» **YOUR GOAL**
Repeat the lines below exactly as they appear, but leave out the images.
*** DATA
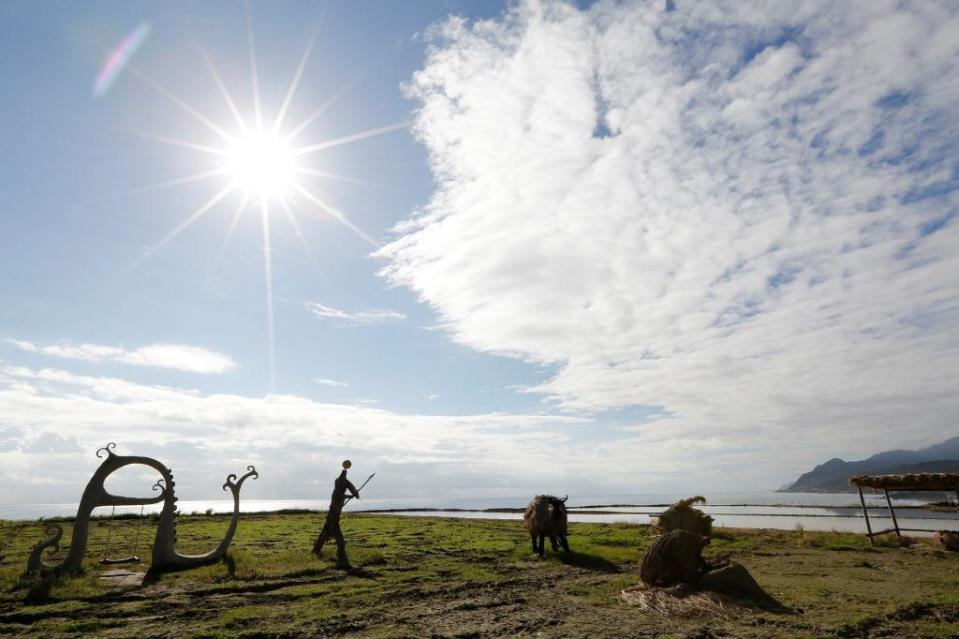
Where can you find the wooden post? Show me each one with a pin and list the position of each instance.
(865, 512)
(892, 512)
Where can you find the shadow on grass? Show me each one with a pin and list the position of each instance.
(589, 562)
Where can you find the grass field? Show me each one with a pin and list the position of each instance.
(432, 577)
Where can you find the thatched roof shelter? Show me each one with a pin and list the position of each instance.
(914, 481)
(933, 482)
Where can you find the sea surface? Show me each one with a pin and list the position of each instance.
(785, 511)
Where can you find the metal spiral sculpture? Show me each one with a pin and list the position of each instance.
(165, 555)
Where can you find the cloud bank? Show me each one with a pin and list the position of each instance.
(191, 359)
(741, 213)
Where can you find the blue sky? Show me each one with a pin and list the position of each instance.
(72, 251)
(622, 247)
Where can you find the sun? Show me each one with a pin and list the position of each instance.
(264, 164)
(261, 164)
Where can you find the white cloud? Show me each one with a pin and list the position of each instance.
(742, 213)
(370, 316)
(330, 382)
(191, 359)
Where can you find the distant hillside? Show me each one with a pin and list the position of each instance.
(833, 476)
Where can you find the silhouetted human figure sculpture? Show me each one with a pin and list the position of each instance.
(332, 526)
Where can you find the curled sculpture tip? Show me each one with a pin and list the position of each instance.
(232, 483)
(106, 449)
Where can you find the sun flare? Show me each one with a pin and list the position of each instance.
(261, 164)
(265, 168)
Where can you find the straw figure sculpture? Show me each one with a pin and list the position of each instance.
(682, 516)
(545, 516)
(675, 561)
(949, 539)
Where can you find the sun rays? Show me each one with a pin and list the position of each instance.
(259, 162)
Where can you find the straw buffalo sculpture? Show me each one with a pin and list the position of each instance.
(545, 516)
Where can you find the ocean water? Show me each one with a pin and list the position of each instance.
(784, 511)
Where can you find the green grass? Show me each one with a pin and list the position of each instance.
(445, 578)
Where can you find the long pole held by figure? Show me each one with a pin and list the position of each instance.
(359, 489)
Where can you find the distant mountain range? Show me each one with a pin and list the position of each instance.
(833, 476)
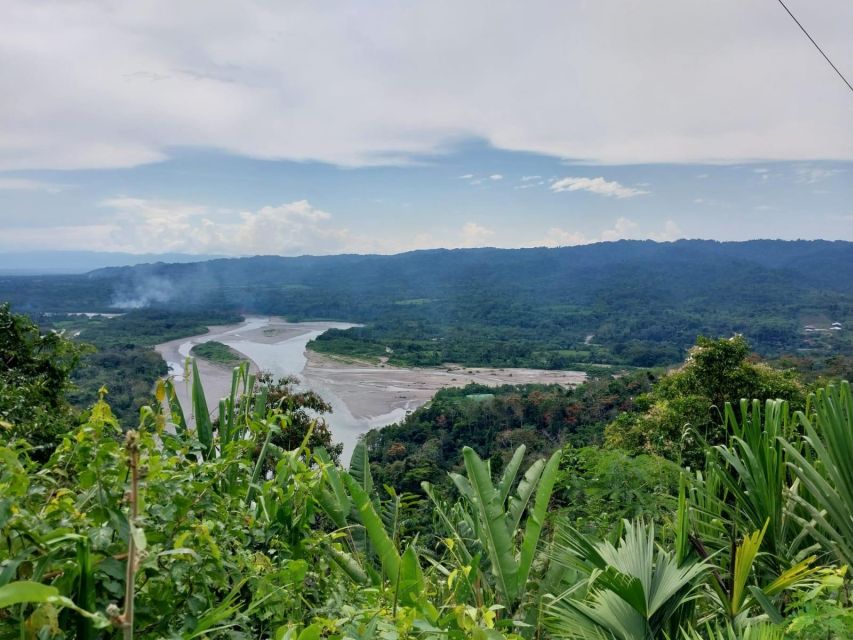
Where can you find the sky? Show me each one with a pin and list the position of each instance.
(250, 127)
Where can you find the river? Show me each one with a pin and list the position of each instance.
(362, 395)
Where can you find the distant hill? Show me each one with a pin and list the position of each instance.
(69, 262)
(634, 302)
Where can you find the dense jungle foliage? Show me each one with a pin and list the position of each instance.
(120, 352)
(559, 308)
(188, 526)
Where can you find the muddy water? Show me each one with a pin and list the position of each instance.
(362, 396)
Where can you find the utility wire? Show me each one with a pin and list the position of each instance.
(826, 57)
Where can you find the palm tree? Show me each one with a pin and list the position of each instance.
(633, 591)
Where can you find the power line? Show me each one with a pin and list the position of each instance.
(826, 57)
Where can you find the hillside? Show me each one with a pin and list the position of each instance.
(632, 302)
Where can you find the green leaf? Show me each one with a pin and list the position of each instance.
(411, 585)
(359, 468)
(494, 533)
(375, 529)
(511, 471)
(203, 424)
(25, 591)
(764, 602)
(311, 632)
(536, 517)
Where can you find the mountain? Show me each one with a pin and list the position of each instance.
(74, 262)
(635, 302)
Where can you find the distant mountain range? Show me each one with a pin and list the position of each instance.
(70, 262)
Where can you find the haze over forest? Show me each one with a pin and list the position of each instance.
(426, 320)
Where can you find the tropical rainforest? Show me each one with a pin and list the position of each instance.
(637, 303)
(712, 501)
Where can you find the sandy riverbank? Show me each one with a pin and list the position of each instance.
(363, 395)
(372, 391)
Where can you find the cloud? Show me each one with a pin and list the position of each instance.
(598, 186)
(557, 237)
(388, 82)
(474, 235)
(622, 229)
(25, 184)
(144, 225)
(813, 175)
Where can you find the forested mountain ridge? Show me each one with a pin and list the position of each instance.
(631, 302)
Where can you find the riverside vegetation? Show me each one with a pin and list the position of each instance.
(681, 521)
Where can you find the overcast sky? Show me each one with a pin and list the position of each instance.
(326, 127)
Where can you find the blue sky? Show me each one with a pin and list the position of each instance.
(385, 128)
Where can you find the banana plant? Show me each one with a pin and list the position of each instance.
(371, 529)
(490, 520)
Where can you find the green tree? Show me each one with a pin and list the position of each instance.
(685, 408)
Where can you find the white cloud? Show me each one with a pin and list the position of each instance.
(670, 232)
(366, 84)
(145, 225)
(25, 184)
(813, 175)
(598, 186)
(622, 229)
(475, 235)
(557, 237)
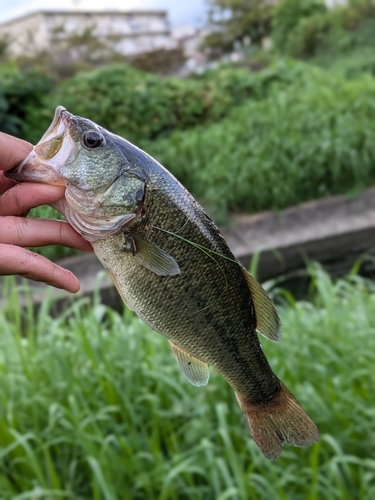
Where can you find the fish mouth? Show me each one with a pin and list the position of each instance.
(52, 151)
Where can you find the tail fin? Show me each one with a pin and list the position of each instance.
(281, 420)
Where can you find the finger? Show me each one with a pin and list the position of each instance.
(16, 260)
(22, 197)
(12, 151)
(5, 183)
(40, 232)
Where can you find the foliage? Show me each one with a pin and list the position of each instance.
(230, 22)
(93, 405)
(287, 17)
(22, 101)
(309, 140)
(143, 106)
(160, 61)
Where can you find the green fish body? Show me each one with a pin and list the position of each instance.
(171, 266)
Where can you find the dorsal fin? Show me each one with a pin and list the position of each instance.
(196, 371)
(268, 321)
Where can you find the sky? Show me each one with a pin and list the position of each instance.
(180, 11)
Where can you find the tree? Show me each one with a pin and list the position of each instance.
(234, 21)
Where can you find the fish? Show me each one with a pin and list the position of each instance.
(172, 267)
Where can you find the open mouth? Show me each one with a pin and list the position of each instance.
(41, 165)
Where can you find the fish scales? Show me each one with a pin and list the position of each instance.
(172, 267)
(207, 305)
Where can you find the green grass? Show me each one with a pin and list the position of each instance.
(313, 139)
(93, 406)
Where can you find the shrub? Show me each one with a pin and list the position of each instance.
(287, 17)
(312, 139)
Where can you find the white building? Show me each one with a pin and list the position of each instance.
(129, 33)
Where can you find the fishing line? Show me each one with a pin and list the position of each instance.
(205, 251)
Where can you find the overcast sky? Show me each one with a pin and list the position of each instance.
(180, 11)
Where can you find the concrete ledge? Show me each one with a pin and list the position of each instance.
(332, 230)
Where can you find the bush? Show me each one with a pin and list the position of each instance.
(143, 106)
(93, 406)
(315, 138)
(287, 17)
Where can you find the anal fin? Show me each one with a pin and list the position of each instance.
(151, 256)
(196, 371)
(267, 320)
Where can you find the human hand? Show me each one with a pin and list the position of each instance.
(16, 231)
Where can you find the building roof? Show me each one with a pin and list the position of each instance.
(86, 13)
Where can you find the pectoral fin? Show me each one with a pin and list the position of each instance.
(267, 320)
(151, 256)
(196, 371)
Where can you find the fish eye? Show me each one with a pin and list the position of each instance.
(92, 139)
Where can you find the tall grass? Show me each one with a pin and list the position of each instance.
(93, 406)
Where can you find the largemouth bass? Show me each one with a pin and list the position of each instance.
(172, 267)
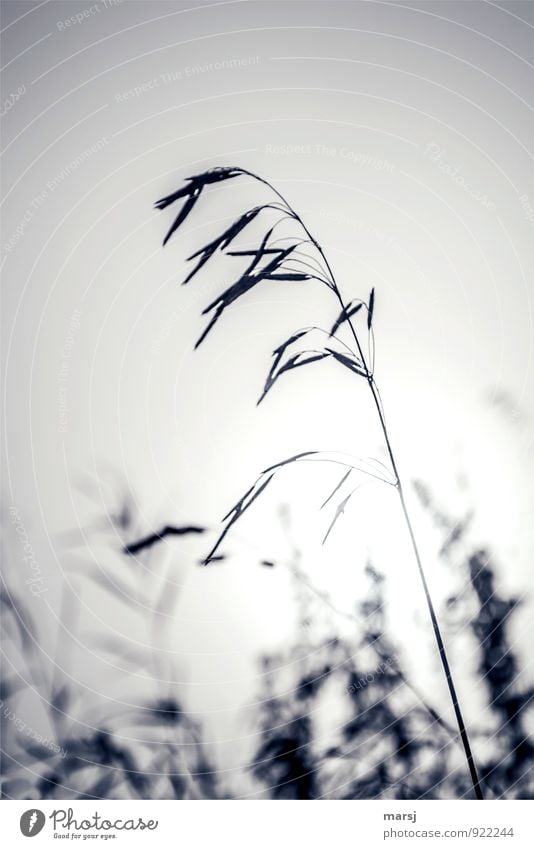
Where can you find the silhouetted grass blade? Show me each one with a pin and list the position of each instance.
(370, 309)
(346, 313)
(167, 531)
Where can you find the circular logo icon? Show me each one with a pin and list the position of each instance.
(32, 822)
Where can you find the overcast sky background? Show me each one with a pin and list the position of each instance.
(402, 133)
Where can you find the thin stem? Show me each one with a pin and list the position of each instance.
******
» **SOLUTION FOR THIS TASK**
Where can you find the wooden post? Show me each one with a pin and list the position of each instance.
(865, 512)
(892, 512)
Where can you find the shadow on grass? Show me each one with a pin and list the position of each instance.
(589, 562)
Where can you find the grass field? Show me each one with a pin and list the position of each instance.
(432, 577)
Where can you find the thatched roof shelter? Show me each one with a pin and list the position of each instance.
(914, 481)
(933, 482)
Where can you find the sea surface? Show me each one with a pin and list the position of each instance.
(785, 511)
Where can you find the metal spiral sculpture? Show me each one with a pin and list the position of each instance.
(165, 555)
Where can you find the cloud bank? Show me each one with a pin and list the position of each instance.
(191, 359)
(741, 213)
Where can you find the blue sky? Show me each one with a pin and list the position of each instance.
(72, 251)
(622, 247)
Where can you find the sun? Show me each one with a pin and list the position of each instance.
(264, 164)
(261, 164)
Where can you find the white cloud? Show me each one with a pin and list the position of each instance.
(742, 213)
(370, 316)
(330, 382)
(191, 359)
Where can you find the distant hillside? Show me each one with a pin and list the position of each instance.
(833, 476)
Where can you find the silhouetted human figure sculpture? Show me each one with a pin and list the position of each instance.
(332, 526)
Where can you find the curled sculpture tip? Show me each one with a pin and list the position of each instance.
(232, 483)
(106, 449)
Where can you find the sun flare? Show me each one with a pin and list the position of each instance.
(261, 164)
(265, 168)
Where can you find the straw figure sculpture? Show me each one with a pin and list the position of each instance.
(682, 516)
(545, 516)
(675, 561)
(949, 539)
Where can you find the sun rays? Show me each one with a pin and list the position of each instance.
(259, 162)
Where can you find the straw buffalo sculpture? Show me each one with a pin and list the position of each instance.
(545, 516)
Where can you find the ocean water? Show me each one with a pin and list the position of each instance.
(784, 511)
Where can you find the green grass? Show me each one with a pin and list the position of each instance.
(445, 578)
Where can you find the long pole held by figure? Show me each one with a pin and list the position of each instance.
(359, 489)
Where can you find the distant mountain range? Show me each one with a pin and list the position of each instance.
(833, 476)
Where can you find the sky? Show me each one with a pin and list the position of each instance.
(250, 127)
Where can you find the river? Show me each one with a pin and list the position of each instance.
(362, 395)
Where can you find the distant hill? Show me each one with a pin and list the position of each instance.
(69, 262)
(634, 302)
Where can you find the dense jungle foliage? Show me each one with a pin and list the position of each instance.
(120, 352)
(559, 308)
(188, 526)
Where can you find the muddy water? Show me each one with a pin and list the position of each instance.
(362, 396)
Where can you find the utility wire? Show me each one with a pin and list the position of each instance.
(826, 57)
Where can you find the palm tree? Show me each one with a pin and list the position of each instance.
(633, 591)
Where can you find the power line? Show me each one with a pin and list the position of each instance.
(826, 57)
Where can you find the hillside? Show me each one with a pin and list the position of each instance.
(632, 302)
Where can you find the green leaf? Show me each one with a pin and list the position of each instance.
(411, 585)
(359, 468)
(494, 533)
(375, 529)
(511, 471)
(203, 424)
(25, 591)
(764, 602)
(311, 632)
(536, 517)
Where can you find the mountain? Show me each one with a pin and list the position of each instance.
(74, 262)
(635, 302)
Where can you find the distant mountain range? Show me each one with a pin and list the position of each instance.
(70, 262)
Where can you find the haze over forest? Show me each one with a pin and list the position of each instance.
(426, 320)
Where can you find the tropical rainforest? Show me each one with a pin and list the position of each instance.
(637, 303)
(712, 501)
Where can you find the sandy riverbank? Show me each one with a pin and list the position of each instance.
(363, 395)
(372, 391)
Where can you find the cloud? Show me each one with a pin and list the position of each instance.
(598, 186)
(557, 237)
(388, 82)
(474, 235)
(622, 229)
(25, 184)
(144, 225)
(813, 175)
Where can you find the forested mountain ridge? Show me each one with a pin and list the position of each instance.
(631, 302)
Where can you find the riverside vegetation? Show me each one with a pin and list the position of each instance.
(681, 521)
Where can you find the overcast sky? Show me each one with a pin and list the position of each instance.
(326, 127)
Where can you find the blue sky? Show me each one with a pin and list the position of each instance.
(385, 128)
Where can you find the banana plant? Show me each one with a pin and list the position of each instance.
(371, 529)
(490, 520)
Where can you find the green tree? Show me each one with a pin and list the position of each instance.
(685, 408)
Where can you find the white cloud? Show me each one with a pin and list the position of each instance.
(670, 232)
(366, 84)
(145, 225)
(25, 184)
(813, 175)
(598, 186)
(622, 229)
(475, 235)
(557, 237)
Where can you find the fish mouth? Show me each one with a pin and list the position of each instance.
(52, 151)
Where can you find the tail fin? Show me each one with a pin and list the position of each instance.
(281, 420)
Where can you find the finger? Show me each one with a pin and list the position of each instance.
(16, 260)
(22, 197)
(12, 151)
(5, 183)
(40, 232)
Where can you find the foliage? Show me each one with a pin and list the position of each instance.
(230, 22)
(93, 405)
(287, 17)
(22, 101)
(309, 140)
(143, 106)
(160, 61)
Where can you find the green fish body? Show me each one with a pin and list the position of each instance.
(171, 266)
Where can you find the dorsal fin? Show me each one with a pin and list the position of each instance.
(196, 371)
(268, 321)
Where can you find the sky? Show me each one with a pin and list the position of each instance.
(180, 11)
Where can you find the tree? Show me each one with a pin and list the position of each instance.
(234, 21)
Where can you find the fish? Show me each one with a pin and list the position of each instance.
(172, 267)
Where can you find the open mouth? Show me each one with a pin and list the position of each instance.
(41, 165)
Where can you find the fish scales? Show me each one with a pin and list the position of each instance.
(172, 267)
(207, 305)
Where can you find the green grass? Show me each one with a pin and list the position of each instance.
(313, 139)
(93, 406)
Where can you find the shrub? Show me each one with a pin and list the position of each instance.
(287, 17)
(312, 139)
Where can you find the white building? Show me each one with a pin and list the position of each instance.
(129, 33)
Where can you find the fishing line? Show me each one with a pin and list the position of each instance.
(205, 251)
Where can you find the overcast sky? Show me each one with a pin and list the position of each instance.
(180, 11)
Where can you find the concrete ledge? Show me each one with a pin and list the position of each instance.
(332, 230)
Where can you find the bush? Show me each one with a pin and list the position of each instance.
(143, 106)
(93, 406)
(315, 138)
(287, 17)
Where can you find the anal fin? Show me each one with a pin and list the position of each instance.
(151, 256)
(196, 371)
(267, 320)
Where can you find the human hand? Show me each one with a pin and list the position of each instance.
(16, 231)
Where can you find the building roof? Show me each one with a pin and list the position of each instance.
(86, 13)
Where can you find the pectoral fin? Show me each one with a pin and list the position of each instance.
(267, 320)
(151, 256)
(196, 371)
Where can you find the fish eye? Show me each one with a pin and list the position of each instance.
(92, 139)
Where can you find the tall grass? Show me each one with a pin and list the position of each instance.
(93, 406)
Where can you find the largemouth bass? Show me each one with a pin and list the position of each instance.
(172, 267)
Where can you find the silhouetted grass blade? Show me each one with a pin and list the position of each instance.
(370, 309)
(346, 313)
(167, 531)
Where can you find the circular logo icon? Show me each one with a pin and list the position of each instance.
(32, 822)
Where can you find the overcast sky background? Show me each one with a pin and list the position of each instance.
(402, 133)
Where can you find the thin stem? Show me each one with a pin and list the position of each instance.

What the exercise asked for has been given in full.